Transcribe the following entries word for word. End with the line where "MULTIPOLYGON (((796 635, 631" appears.

SUPPLIED DATA section start

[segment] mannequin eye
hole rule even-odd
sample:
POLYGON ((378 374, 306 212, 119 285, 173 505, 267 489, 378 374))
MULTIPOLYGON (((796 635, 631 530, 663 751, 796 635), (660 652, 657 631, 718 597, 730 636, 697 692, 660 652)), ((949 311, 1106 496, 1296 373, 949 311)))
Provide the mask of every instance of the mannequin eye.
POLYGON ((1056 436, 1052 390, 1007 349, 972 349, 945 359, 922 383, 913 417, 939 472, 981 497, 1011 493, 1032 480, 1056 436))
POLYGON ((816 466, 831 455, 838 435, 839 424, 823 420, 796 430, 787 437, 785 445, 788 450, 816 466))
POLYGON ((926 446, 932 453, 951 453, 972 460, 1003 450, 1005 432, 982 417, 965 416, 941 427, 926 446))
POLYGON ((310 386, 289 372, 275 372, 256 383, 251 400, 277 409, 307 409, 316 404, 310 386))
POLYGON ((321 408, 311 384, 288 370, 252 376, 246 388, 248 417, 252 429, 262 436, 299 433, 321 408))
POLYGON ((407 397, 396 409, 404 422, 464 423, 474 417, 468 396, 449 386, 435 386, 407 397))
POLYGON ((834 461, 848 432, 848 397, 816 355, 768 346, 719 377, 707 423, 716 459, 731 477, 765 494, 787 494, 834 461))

SUPPLIED DATA section end

__ANSWER SECTION__
[segment] mannequin eye
hole rule even-odd
sample:
POLYGON ((378 374, 306 212, 119 285, 173 505, 267 489, 378 374))
MULTIPOLYGON (((796 635, 631 530, 663 751, 796 635), (660 652, 657 631, 718 597, 730 636, 697 692, 660 652)), ((949 311, 1106 496, 1296 373, 949 311)))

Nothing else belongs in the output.